- Coordinate annotation records -
- - - - -

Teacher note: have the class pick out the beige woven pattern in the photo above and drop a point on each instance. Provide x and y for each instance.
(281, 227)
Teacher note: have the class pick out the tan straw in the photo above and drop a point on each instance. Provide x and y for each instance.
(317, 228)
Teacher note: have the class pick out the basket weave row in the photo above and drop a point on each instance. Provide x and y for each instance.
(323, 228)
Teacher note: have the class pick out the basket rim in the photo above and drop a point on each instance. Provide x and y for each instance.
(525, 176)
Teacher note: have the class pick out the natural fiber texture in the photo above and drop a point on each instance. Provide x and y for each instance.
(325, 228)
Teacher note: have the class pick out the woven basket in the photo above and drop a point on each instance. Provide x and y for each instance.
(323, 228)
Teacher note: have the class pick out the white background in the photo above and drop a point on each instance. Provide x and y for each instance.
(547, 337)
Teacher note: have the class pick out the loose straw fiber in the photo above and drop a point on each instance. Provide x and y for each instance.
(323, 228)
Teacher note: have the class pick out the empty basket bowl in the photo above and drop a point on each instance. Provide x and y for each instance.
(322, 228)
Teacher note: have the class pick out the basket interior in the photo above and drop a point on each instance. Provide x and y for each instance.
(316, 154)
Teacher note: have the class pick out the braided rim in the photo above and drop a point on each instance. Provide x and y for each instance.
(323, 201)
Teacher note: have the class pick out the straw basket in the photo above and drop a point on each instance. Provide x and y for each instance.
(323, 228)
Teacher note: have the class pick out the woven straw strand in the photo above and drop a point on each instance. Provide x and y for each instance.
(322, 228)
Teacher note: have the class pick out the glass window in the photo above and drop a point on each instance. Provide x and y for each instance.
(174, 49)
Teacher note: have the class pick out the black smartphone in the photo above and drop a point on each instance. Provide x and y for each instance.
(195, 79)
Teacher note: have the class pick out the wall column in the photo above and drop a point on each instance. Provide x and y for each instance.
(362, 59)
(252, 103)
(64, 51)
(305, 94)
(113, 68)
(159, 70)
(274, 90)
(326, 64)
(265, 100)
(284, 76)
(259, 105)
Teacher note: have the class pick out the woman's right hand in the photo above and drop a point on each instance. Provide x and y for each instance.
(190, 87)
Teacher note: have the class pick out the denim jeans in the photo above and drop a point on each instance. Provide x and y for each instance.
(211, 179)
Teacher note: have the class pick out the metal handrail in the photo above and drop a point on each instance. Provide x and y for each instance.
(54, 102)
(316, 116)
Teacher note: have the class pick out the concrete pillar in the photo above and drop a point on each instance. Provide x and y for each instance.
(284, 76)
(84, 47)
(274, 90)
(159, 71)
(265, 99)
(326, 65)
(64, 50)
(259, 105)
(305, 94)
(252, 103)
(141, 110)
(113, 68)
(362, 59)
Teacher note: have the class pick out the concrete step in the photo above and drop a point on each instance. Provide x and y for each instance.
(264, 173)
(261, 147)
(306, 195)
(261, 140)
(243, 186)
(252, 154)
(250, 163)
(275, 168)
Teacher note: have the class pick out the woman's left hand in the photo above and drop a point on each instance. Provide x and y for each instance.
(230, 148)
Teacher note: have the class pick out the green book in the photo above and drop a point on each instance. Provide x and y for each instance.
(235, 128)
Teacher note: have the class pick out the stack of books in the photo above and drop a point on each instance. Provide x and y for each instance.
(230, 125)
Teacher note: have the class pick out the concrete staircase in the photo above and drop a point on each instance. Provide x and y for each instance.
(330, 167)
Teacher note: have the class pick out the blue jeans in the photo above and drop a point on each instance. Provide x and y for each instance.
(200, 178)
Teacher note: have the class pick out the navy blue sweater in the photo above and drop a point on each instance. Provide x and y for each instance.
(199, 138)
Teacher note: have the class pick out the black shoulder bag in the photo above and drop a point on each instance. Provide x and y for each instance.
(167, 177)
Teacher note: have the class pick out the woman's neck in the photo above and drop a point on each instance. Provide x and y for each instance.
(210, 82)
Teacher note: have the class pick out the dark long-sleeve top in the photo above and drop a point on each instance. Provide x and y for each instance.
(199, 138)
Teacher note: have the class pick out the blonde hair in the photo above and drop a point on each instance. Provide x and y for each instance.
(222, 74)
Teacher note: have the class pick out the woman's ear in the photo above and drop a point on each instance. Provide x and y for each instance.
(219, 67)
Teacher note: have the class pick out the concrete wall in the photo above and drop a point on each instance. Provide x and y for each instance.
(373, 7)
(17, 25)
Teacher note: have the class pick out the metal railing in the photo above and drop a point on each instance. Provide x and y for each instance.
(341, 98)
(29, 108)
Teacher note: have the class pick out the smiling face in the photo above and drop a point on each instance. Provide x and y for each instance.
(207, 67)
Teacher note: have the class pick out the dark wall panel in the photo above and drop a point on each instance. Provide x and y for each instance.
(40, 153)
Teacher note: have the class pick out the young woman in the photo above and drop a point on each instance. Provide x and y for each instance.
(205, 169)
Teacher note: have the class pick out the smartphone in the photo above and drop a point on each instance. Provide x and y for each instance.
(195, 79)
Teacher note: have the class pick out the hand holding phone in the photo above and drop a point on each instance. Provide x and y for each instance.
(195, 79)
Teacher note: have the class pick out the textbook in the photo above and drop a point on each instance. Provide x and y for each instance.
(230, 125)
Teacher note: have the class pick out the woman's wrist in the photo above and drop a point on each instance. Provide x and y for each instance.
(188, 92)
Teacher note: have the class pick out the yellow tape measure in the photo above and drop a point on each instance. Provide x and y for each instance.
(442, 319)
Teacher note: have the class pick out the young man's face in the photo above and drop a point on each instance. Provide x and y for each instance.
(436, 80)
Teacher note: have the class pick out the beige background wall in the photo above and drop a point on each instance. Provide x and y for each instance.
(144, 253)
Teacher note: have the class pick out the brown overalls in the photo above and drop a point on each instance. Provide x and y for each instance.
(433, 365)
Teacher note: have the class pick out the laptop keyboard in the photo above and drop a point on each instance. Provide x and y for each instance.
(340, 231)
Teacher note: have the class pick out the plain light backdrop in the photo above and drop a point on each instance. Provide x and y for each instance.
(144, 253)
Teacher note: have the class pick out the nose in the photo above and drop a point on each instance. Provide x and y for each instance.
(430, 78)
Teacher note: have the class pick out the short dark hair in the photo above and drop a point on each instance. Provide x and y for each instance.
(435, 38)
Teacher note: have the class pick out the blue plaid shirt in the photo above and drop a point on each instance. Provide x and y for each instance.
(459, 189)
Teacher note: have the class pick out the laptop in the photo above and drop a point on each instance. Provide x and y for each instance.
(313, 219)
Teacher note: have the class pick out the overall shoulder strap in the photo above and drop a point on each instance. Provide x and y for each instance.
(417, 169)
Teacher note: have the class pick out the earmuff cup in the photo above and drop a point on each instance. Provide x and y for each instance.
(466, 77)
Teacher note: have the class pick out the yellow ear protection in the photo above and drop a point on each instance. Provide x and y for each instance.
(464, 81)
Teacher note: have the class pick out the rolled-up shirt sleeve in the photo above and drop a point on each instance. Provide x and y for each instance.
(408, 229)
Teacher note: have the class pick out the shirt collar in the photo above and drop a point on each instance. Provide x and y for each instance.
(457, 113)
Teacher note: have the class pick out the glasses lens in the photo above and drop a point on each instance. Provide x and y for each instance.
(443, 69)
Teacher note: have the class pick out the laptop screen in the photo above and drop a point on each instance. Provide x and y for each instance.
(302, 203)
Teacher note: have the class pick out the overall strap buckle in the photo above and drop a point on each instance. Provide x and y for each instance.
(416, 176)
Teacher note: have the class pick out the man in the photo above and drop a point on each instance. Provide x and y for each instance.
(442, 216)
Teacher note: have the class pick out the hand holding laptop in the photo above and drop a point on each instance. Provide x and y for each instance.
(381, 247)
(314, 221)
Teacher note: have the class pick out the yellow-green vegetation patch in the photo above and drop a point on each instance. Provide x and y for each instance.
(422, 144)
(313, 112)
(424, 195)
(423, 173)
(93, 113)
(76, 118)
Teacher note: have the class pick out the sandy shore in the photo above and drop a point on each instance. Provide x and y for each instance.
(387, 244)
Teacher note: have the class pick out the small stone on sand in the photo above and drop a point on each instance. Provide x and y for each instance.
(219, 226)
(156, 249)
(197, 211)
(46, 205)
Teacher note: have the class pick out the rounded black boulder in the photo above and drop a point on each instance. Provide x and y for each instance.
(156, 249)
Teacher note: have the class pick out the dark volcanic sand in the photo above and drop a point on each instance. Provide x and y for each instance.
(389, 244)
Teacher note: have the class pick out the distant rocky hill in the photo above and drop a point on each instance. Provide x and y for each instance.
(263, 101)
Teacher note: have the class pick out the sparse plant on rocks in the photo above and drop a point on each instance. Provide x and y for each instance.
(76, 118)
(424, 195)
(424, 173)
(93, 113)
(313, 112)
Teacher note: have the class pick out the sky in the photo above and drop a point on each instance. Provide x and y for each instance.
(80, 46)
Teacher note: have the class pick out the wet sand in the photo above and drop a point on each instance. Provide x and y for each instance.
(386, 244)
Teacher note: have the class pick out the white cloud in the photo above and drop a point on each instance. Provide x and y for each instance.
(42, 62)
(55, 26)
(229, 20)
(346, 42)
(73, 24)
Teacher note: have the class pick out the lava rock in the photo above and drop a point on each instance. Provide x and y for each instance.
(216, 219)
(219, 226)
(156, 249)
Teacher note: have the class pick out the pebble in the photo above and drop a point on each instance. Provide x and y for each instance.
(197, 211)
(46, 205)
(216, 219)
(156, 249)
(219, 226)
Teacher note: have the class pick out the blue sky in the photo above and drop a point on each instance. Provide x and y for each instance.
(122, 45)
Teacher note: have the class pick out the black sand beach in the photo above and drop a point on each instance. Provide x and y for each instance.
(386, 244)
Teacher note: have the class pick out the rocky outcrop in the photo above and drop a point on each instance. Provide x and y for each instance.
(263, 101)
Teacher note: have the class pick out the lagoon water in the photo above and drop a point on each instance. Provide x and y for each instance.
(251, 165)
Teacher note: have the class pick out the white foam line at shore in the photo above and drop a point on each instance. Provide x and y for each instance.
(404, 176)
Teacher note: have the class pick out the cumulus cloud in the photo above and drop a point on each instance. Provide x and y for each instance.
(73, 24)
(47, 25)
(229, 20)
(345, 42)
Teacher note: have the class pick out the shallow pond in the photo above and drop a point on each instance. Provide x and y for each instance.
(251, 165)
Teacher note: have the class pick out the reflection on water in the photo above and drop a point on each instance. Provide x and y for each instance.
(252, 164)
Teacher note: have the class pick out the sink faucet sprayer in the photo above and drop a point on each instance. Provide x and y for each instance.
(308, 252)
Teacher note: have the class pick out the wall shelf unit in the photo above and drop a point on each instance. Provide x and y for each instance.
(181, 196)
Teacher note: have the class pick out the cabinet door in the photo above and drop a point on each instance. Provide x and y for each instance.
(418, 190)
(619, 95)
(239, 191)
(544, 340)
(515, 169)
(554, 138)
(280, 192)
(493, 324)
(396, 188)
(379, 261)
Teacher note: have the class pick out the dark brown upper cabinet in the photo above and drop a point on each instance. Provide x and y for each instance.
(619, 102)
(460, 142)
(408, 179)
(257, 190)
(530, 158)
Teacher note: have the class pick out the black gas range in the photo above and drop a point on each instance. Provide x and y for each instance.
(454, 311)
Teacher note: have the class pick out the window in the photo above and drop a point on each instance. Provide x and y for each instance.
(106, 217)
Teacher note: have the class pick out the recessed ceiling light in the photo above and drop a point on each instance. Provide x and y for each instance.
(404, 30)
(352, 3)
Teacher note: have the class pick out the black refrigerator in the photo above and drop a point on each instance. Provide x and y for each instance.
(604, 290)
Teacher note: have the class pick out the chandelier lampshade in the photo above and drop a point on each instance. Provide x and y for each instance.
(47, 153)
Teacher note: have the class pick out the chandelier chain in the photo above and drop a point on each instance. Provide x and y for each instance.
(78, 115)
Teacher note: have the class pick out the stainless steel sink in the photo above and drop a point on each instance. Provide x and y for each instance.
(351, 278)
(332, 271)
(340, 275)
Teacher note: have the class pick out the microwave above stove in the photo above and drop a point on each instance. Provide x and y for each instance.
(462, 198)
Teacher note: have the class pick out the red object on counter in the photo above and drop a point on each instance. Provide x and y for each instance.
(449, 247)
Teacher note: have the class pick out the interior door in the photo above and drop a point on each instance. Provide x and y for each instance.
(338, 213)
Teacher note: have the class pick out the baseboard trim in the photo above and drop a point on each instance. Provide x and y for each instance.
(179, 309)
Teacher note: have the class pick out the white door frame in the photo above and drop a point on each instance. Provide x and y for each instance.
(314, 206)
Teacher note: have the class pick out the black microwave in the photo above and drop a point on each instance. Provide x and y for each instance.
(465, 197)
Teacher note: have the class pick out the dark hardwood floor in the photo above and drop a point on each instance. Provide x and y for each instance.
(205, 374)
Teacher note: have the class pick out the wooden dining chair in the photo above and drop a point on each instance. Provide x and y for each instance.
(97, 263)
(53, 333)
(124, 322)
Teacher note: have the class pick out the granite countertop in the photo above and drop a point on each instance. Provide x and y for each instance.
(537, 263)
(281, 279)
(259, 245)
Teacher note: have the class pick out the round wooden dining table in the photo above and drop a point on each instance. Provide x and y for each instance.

- - - - -

- Task brief -
Look above for the line that holds "Teacher note: have the class pick out the chandelier lampshade", then copy it and each line after it exactly, through the last line of the data.

- Exercise answer -
Teacher note: have the class pick out the chandelier lampshade in the photo above and drop a point on each instance. Provide x and y for each instance.
(47, 153)
Teacher note: have the class pick out the chandelier chain in the photo above and drop a point on each instance. Provide x and y for each instance.
(78, 115)
Teacher note: have the class pick out the stainless steel sink in the photo above and drop a point on each instance. Provide x and y for each instance.
(351, 278)
(332, 271)
(340, 275)
Teacher note: have the class pick out the microwave above stove in the photo above and drop a point on each instance. Provide x and y for each instance.
(462, 198)
Teacher note: have the class pick out the red object on counter in the photo above and drop a point on each instance. Provide x and y for each instance.
(449, 247)
Teacher note: have the class pick out the interior door in the photo above and drop a point on each instance. Provide x and y for each instance.
(338, 213)
Teacher note: have the class pick out the baseboard trim in the photo above and drop a point on each instance. Provide x and y for each instance.
(179, 309)
Teacher note: have the class pick out the white door frame in the photo above and drop a point on each instance. Provide x and y for each instance.
(314, 206)
Teacher note: have the class pick out the black microwave in the photo above and drop a point on each instance. Provide x and y for each instance.
(465, 197)
Teacher note: have the class pick out the dark hardwood floor in the photo above and drop a point on each instance. Provide x and y for each instance.
(205, 374)
Teacher note: have the class pick out the wooden dining chair in the photo above and drop a point on each instance. Provide x and y for each instance.
(97, 263)
(53, 333)
(124, 322)
Teacher note: have the class pick out the granite countertop in the photo above and drop a point on each instance. Provide x and y for each instance.
(537, 263)
(281, 279)
(259, 245)
Teacher note: have the class pick out the round wooden dining table in the photo above and drop a point on each instance. Provide x and y for each instance.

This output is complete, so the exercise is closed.